#### Problem statement
Return the lines beginning at the one that contains "A note for the class: find the colorful" and continuing to the end of the entries, including both ends, exactly as written and nothing else.

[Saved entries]
• • •

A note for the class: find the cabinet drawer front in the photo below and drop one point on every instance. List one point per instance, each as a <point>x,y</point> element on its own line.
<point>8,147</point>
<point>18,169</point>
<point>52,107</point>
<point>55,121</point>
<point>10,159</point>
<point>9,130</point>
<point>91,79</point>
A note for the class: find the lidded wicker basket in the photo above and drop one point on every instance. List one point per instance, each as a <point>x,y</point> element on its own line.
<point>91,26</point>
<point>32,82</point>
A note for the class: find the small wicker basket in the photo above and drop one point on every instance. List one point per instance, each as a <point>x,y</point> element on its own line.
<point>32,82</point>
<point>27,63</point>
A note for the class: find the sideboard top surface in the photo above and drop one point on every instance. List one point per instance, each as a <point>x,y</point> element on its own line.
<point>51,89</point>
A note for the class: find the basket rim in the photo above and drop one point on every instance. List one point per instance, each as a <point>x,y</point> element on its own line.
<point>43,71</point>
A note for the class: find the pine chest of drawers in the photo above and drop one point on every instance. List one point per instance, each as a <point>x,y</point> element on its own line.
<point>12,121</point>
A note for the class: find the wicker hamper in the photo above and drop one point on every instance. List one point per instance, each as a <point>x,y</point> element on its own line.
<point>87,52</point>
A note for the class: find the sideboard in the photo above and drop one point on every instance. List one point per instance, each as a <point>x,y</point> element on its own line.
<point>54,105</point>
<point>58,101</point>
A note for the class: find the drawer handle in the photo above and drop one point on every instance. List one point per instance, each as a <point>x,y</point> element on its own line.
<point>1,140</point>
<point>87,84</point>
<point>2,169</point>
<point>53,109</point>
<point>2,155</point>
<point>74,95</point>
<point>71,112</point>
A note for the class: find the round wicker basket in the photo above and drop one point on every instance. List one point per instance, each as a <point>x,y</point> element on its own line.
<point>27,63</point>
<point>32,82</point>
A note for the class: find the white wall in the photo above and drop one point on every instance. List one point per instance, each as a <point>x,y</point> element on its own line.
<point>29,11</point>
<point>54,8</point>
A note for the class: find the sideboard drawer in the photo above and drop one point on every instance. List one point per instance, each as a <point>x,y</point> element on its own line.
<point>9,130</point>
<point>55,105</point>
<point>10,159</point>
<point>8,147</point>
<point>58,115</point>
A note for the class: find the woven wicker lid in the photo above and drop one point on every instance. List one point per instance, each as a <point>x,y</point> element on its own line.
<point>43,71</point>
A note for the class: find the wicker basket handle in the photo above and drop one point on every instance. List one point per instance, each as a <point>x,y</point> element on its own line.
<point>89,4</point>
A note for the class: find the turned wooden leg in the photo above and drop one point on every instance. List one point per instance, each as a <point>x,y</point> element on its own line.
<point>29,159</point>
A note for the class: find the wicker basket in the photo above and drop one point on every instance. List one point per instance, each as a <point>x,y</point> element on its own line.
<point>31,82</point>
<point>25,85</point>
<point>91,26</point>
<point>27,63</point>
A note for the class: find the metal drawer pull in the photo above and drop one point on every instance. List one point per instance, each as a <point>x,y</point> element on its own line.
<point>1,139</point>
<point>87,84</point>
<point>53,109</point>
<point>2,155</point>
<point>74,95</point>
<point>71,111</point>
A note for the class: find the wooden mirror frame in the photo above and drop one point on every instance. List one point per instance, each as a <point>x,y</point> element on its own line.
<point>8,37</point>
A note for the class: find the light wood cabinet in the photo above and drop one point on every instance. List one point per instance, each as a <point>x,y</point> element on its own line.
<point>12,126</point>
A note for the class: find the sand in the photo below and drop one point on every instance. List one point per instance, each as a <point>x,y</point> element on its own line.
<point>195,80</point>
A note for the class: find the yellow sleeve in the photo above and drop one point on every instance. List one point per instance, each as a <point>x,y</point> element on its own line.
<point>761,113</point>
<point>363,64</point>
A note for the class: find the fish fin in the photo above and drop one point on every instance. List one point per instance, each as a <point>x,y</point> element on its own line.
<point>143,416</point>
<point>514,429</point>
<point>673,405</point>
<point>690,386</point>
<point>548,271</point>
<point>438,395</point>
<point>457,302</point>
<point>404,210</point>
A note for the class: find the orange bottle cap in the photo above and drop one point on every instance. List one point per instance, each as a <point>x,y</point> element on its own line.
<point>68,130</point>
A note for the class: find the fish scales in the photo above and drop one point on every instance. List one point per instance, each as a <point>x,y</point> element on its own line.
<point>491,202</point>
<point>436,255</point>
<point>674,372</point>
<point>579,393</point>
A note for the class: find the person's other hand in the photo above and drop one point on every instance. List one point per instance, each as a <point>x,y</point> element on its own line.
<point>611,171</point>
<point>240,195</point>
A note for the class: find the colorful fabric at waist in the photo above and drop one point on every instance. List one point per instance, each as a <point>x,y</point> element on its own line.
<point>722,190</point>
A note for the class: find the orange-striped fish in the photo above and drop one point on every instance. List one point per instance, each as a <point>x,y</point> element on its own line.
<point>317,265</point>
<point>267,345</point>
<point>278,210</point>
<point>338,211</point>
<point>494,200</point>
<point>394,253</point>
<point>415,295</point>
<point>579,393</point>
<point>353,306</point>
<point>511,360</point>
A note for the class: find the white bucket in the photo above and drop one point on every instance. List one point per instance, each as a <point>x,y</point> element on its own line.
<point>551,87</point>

• • •

#### Exercise answer
A note for the class: find the colorful fabric at waist in the photo above and drop one point on every instance. List one point per instance, each as a <point>x,y</point> element on its own line.
<point>722,190</point>
A note for the class: find the orange-striped fish in the photo above and drop one point on every instance. List one point per instance, each as a <point>x,y</point> element on its own line.
<point>317,265</point>
<point>267,345</point>
<point>278,210</point>
<point>338,211</point>
<point>494,200</point>
<point>394,253</point>
<point>415,295</point>
<point>579,393</point>
<point>353,306</point>
<point>511,360</point>
A note for the class: find the white bucket in the photo above and drop one point on every instance. List one point per instance, each as a <point>x,y</point> element on its own line.
<point>551,87</point>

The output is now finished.